- Stated task
Update the data below by replacing "green tree" with "evergreen tree" and leaving all other text unchanged. Leave the picture out of your answer.

Begin Material provided

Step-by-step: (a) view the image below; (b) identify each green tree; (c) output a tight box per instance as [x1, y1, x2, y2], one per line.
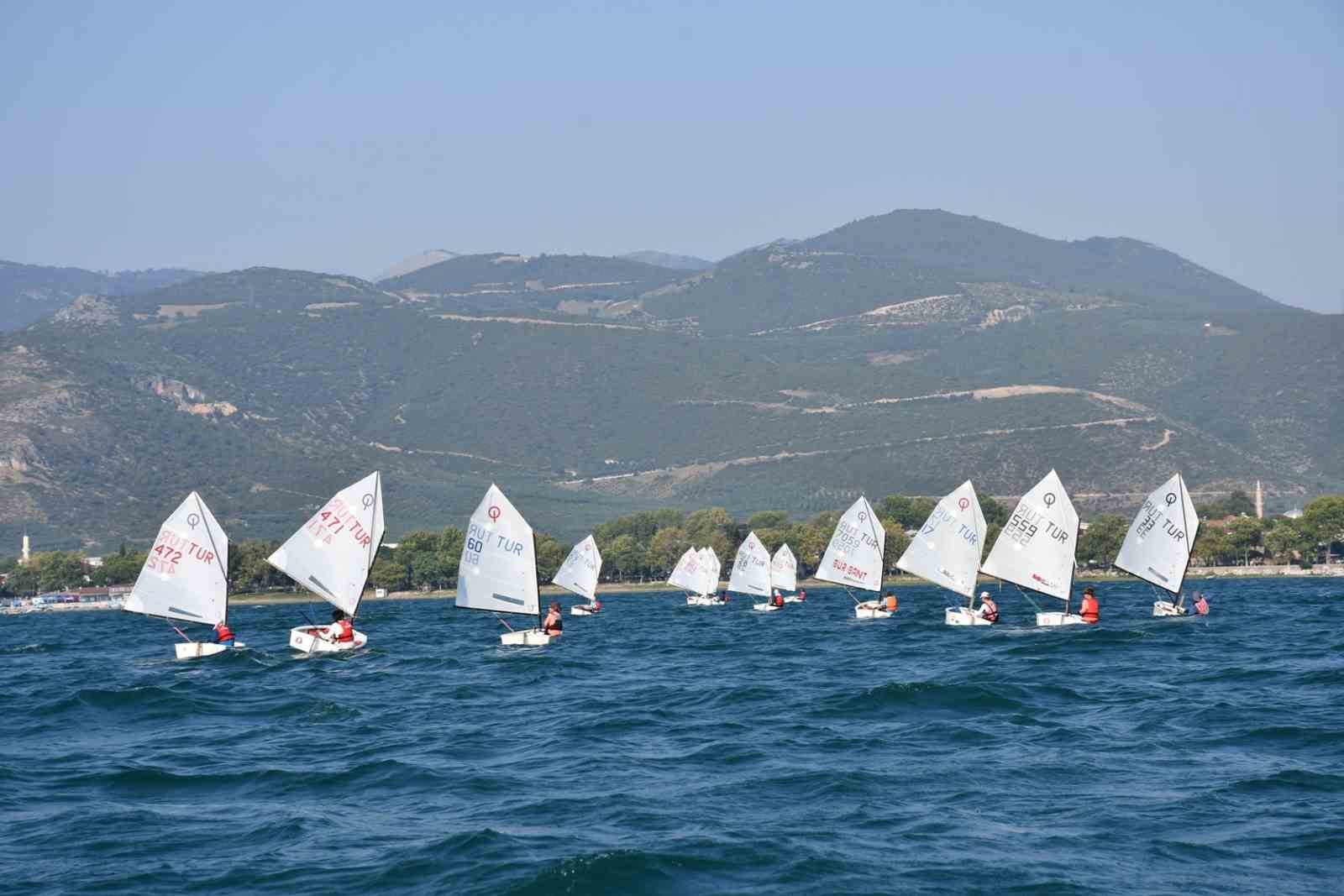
[1227, 516, 1265, 565]
[536, 535, 573, 583]
[1078, 513, 1129, 569]
[602, 535, 643, 582]
[645, 525, 699, 574]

End Material provided

- Solution to the exercise
Step-by-step: (a) view the image below; (b) identify each evergreen tree; (c) output a tight box per instance as [x1, y1, x2, y2], one per line.
[1227, 516, 1265, 565]
[536, 535, 573, 583]
[1078, 513, 1129, 569]
[602, 535, 643, 582]
[645, 525, 699, 574]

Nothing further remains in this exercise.